◆ **Порядок работы**
1: Ответьте на вопросы по тексту о человеке и тоталитарном государстве в литературе:
(a) С появлением какого романа, согласно тексту, в 20-е годы началось осмысление темы человека в тоталитарном обществе?
(b) О каком годе идет речь в Сашиной версии событий в романе «Дети Арбата»?
(c) Какие годы рождения героев Рыбакова указаны в тексте?
2: Перепечатайте из текста о человеке и тоталитарном государстве в литературе весь фрагмент от слов «В 1934 году героям» вниз до слов «символизирующее новую реальность.» включительно.

Тема человека и тоталитарного государства в литературе

Осмысление темы человека в тоталитарном обществе началось в 20-е годы с появлением жанра антиутопии — романом Е.Замятина «Мы». Написанный в годы военного коммунизма роман Замятина стал предупреждением человечеству. Человек в тоталитарном обществе лишен имени, а значит, индивидуальности, он обозначен буквой и цифрами. Вся деятельность его регламентируется государством, вплоть до сексуальных отношений. Для того чтобы проверять правильность течения жизни, необходима целая армия наблюдателей.

Романы Солженицына

Произведения А.Солженицына основаны на материале, пережитом самим автором. Писатель — ярый противник Советской власти как власти тоталитарной. Он пытается показать характеры людей, судьбы которых изломаны обществом.

Каждый образ — это стойкая система убеждений. Роман «Дети Арбата» - это не только книга о Саше Панкратове, это еще и книга, от имени Саши Панкратова написанная. Это Сашина версия того, что происходило в 1934 году в нашей стране – «от Москвы до самых до окраин». Нет прямого монолога, охватывающего все повествование, как в трилогии о Кроше или «Тяжелом песке», - есть точка зрения героя. И тогда все становится на свои места: понятен ровный повествовательный тон, понятны частые «невероятные» совпадения, понятна сквозная символика, понятно, почему судьба молодого человека, в общем обычного, - осмысливается как спор со Сталиным.

Были на Арбате мальчики и девочки. Одному из них выпала тяжкая доля – не редкая для тех лет. Прошли годы – и он задумался: а что было с теми, кто со мной когда-то учился, дружил, спорил? А еще он задумался о том, кто же сделал с ним и с теми сотнями людей, что он видел, и с теми миллионами, о судьбе которых знал, все то, что было сделано? И стала раскручиваться кинолента…

 

В 1934 году героям Рыбакова – по двадцать, по двадцать с небольшим лет. Значит, годы рождения – от 1910-го до 1914-го. Значит, время формирования – начало двадцатых годов: как раз когда жизнь впервые после гражданской войны стала входить в колею и советская власть из исторического эпизода сделалась исторической данностью. Так перед нами – первое советское поколение: не «оказавшиеся» в новой реальности и не «перекованное» из старого материала, но созданное новой реальностью, вызванное к жизни новой реальностью, символизирующее новую реальность.

В социологическом словаре дано несколько значений слова «поколение». Соответствующий нашему случаю – «совокупность людей, родившихся в один и тот же период, находящихся в любой момент в равном или почти равном возрасте».

Саша, Варя, Нина, Макс, Лена, Вадим, Вика, Юра… Поначалу имена пестрят и путаются: мы плохо различаем этих школьных друзей, разлетевшихся по институтам и училищам, по конторам и заводам, по кружкам и компаниям. Они предстают в нашем сознании не столько как разные, пришедшие из разных слоев и классов люди, сколько как фигуры некоего единого, общего «братства».

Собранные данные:
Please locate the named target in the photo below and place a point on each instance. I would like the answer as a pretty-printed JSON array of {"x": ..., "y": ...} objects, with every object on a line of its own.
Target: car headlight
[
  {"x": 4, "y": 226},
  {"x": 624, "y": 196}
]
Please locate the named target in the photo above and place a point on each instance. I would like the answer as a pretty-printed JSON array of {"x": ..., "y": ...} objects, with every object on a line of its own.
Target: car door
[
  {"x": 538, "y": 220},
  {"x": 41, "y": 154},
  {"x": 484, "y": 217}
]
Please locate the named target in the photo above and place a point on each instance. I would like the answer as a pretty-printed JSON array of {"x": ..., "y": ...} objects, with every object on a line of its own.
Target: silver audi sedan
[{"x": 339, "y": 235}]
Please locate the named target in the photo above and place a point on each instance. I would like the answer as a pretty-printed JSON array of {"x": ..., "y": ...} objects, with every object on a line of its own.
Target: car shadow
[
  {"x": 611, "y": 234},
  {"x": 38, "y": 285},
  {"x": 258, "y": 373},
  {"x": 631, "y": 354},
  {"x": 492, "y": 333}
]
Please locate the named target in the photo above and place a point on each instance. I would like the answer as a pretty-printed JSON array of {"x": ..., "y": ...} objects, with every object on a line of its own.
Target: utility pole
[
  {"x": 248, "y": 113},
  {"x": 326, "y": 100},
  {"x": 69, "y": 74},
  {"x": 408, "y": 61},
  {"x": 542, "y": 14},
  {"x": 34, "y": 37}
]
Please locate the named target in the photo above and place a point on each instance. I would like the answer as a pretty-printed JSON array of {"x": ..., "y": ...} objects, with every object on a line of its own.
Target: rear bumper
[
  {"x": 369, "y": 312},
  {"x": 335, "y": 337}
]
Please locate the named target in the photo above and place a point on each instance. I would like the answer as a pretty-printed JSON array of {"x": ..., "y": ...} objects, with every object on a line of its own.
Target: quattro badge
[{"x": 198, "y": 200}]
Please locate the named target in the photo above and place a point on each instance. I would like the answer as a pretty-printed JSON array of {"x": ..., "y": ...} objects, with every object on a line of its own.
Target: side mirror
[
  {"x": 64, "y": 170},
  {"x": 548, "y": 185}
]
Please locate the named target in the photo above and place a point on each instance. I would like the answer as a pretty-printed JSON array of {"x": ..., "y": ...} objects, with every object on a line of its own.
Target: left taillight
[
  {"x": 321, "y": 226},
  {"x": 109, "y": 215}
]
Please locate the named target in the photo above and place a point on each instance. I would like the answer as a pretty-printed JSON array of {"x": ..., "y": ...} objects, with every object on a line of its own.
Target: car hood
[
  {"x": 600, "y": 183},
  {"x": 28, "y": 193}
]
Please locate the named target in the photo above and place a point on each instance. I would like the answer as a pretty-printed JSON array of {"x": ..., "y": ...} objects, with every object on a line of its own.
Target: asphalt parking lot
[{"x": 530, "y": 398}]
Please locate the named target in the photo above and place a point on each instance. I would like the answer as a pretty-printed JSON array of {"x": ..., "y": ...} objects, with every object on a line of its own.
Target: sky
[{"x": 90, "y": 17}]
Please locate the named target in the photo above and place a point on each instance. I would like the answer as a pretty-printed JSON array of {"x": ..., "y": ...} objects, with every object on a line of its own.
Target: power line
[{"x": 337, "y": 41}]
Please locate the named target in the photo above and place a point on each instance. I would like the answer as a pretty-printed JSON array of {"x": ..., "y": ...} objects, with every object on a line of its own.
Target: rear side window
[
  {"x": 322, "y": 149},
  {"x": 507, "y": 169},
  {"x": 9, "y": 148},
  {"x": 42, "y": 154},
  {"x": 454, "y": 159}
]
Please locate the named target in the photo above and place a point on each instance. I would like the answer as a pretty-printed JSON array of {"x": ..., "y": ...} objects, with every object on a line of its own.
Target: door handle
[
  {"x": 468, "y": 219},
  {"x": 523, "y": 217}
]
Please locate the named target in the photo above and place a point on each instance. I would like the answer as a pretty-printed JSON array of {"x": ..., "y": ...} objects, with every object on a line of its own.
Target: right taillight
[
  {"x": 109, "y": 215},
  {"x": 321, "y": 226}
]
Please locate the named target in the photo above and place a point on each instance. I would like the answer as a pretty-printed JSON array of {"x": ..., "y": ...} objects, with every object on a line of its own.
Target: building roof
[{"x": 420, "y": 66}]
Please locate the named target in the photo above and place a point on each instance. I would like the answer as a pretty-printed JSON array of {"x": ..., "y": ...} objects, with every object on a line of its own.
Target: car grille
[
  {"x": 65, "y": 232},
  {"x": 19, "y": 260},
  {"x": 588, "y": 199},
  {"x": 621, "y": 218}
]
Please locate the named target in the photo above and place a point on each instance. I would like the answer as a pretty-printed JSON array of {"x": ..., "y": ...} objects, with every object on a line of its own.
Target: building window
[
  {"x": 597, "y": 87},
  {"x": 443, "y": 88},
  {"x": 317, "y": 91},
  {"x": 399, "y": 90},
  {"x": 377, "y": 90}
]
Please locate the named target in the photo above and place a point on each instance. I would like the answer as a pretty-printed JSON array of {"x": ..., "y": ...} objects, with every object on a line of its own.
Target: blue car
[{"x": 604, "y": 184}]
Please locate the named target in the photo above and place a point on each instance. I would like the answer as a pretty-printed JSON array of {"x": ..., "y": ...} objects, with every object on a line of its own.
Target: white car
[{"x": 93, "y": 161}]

◆ **Ответы к заданиям**
1:
(a) С романа Е.Замятина «Мы».
(b) О 1934 годе.
(c) От 1910-го до 1914-го.

2:
В 1934 году героям Рыбакова – по двадцать, по двадцать с небольшим лет. Значит, годы рождения – от 1910-го до 1914-го. Значит, время формирования – начало двадцатых годов: как раз когда жизнь впервые после гражданской войны стала входить в колею и советская власть из исторического эпизода сделалась исторической данностью. Так перед нами – первое советское поколение: не «оказавшиеся» в новой реальности и не «перекованное» из старого материала, но созданное новой реальностью, вызванное к жизни новой реальностью, символизирующее новую реальность.